*Problema proposto 1:*
In base al brano sulla questione meridionale, spiegare in una-tre frasi perché, secondo l'autore, non è più possibile "fare finta di niente per comodità elettoralistiche".
*Problema proposto 2:*
Stabilire se ciascuna affermazione concorda con il brano sulla questione meridionale, rispondendo sì o no e citando fedelmente le parole decisive del testo.
(a) L'ammonimento di Rèpaci risale a mezzo secolo fa.
(b) Le indagini menzionate riguardano esclusivamente il Mezzogiorno.
(c) La contropartita indicata consiste in una maggiore interferenza nelle scelte di governo.
*Problema proposto 3:*
Rispondere alle domande seguenti sul brano sulla questione meridionale.
(a) Secondo il ragionamento di Paolo Macry, che cosa ha ingessato una politica così fatta?
(b) In quali regioni sono citate le interferenze della 'ndrangheta?
(c) Secondo Rèpaci, che cos'è la questione meridionale?

***** Brano di partenza *****

Seguendo il ragionamento di Paolo Macry, una politica così fatta “ha ingessato il processo di selezione delle classi dirigenti meridionali”, rafforzando quella molle satrapia di cui si diceva prima e politiche nepotistiche e clientelari. La contropartita è stata il silenzio, la non interferenza nelle scelte di governo sempre più spesso subìte, con la conseguenza del progressivo depauperamento del capitale di idee e di progetti che pure avrebbero trasformare in positivo il Mezzogiorno d’Italia. Fare finta di niente per comodità elettoralistiche non è più possibile. Le indagini sulle grandi opere al Nord, sulle interferenze della ‘ndrangheta in Liguria, Piemonte, Lombardia, su Mafia Capitale a Roma hanno attualizzato le profezie di Leonida Rèpaci che, mezzo secolo fa, ammoniva: “La questione meridionale è tutta la questione italiana. Se la piaga della degradazione non si chiude, la cancrena che potrebbe seguirne non minaccerebbe solo la distruzione della parte malata ma l’intero organismo nazionale”. Con la linea della palma salita fino alle Alpi, sarebbe suicida non ripensare le strategie di selezioni della classe politica e della classe dirigente italiana. Guardando alle ferite del Sud ma alla crescita dell’Italia intera.

***** Record del dataset *****

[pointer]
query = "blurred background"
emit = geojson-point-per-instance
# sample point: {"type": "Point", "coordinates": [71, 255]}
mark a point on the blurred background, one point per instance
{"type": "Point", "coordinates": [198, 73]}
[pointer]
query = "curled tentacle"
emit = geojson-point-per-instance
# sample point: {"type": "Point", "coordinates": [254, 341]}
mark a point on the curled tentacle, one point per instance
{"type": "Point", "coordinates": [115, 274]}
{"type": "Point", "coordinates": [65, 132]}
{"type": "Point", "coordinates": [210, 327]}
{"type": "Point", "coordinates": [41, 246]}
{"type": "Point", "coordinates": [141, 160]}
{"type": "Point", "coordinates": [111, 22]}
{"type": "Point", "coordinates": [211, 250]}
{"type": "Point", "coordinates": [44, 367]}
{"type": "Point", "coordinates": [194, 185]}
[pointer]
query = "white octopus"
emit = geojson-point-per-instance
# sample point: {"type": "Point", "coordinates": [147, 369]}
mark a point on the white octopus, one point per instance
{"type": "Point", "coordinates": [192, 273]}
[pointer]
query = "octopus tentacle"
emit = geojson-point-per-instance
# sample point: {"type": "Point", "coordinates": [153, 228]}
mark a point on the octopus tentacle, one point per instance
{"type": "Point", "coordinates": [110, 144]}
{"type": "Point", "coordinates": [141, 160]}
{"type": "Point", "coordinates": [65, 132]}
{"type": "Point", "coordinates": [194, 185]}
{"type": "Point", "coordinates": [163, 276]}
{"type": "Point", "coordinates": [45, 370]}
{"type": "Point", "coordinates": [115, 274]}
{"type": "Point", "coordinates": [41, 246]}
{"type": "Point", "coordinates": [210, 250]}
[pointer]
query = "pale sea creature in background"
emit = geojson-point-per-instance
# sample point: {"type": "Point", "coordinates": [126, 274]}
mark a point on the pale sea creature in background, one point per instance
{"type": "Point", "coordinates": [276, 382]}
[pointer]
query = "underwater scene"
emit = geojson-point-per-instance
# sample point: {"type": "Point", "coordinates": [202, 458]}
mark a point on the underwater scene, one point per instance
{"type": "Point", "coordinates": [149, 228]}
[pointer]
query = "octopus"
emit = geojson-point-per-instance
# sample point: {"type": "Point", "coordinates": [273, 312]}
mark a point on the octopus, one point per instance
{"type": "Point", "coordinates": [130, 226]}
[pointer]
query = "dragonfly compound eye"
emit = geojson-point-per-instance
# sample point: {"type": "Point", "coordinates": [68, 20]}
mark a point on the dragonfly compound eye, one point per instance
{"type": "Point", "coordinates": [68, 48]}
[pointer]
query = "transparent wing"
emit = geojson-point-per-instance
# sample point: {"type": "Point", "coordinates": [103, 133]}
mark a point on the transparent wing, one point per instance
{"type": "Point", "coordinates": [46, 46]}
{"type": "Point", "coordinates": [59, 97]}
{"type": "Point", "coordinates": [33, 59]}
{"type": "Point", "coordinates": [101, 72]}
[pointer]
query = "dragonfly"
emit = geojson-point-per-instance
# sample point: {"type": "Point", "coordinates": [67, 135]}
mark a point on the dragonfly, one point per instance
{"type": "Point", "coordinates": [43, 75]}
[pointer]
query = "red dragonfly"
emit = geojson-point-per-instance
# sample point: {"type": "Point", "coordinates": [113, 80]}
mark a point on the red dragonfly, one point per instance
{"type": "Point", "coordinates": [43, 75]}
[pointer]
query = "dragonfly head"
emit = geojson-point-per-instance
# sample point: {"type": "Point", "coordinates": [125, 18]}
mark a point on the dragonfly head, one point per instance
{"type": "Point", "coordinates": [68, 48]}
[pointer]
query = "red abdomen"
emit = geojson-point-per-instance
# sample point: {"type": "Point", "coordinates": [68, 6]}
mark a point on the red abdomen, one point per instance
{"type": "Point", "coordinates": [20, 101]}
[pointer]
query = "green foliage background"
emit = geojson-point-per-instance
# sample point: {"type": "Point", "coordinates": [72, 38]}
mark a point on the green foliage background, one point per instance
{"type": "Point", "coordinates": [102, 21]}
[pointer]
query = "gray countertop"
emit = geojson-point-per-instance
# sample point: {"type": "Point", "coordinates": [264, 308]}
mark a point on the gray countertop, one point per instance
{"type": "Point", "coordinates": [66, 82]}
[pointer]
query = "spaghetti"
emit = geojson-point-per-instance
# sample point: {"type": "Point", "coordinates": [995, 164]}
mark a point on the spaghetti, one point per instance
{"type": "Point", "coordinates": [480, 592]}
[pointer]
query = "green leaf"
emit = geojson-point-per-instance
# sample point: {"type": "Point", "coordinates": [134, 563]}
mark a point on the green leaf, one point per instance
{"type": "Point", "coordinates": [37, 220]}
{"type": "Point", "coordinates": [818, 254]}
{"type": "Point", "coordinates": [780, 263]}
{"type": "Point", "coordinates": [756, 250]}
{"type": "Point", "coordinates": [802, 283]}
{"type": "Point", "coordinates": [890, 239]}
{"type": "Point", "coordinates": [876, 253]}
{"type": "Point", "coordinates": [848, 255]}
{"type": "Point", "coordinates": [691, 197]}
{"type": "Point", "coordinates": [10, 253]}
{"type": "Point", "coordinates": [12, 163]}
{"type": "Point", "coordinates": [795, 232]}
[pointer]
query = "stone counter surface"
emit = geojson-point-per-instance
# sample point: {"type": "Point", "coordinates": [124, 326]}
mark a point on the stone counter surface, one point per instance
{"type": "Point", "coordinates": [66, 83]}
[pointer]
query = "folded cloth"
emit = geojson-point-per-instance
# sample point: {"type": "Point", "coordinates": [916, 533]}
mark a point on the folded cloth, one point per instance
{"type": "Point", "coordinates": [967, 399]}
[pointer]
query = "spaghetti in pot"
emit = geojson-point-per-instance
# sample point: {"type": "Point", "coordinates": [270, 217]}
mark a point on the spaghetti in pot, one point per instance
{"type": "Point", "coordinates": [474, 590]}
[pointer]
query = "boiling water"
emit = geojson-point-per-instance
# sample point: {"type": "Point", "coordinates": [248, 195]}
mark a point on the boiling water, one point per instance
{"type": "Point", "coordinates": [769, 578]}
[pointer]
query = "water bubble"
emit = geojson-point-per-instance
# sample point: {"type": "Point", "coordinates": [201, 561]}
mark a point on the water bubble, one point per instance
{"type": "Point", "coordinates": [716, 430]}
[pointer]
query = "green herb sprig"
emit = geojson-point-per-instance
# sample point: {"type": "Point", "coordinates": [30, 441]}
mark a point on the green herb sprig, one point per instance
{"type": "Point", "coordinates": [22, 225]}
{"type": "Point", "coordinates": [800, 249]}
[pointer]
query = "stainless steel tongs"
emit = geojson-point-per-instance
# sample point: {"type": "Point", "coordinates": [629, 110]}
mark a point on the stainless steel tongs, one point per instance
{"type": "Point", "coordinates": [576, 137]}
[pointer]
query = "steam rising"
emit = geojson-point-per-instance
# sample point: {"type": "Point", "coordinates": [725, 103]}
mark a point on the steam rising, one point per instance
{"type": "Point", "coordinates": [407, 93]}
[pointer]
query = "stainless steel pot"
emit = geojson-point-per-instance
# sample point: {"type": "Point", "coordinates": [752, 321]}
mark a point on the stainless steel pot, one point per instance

*****

*Risposta 1:*
Le indagini sulle grandi opere al Nord, sulle interferenze della 'ndrangheta in Liguria, Piemonte e Lombardia e su Mafia Capitale a Roma hanno reso attuali le profezie di Leonida Rèpaci. Rèpaci, mezzo secolo fa, avvertiva che la questione meridionale è tutta la questione italiana e che la cancrena della degradazione minaccerebbe l'intero organismo nazionale.

*Risposta 2:*
(a) Sì: "che, mezzo secolo fa, ammoniva".
(b) No: "Le indagini sulle grandi opere al Nord, sulle interferenze della ‘ndrangheta in Liguria, Piemonte, Lombardia, su Mafia Capitale a Roma".
(c) No: "La contropartita è stata il silenzio, la non interferenza nelle scelte di governo".

*Risposta 3:*
(a) Il processo di selezione delle classi dirigenti meridionali.
(b) Liguria, Piemonte e Lombardia.
(c) Tutta la questione italiana.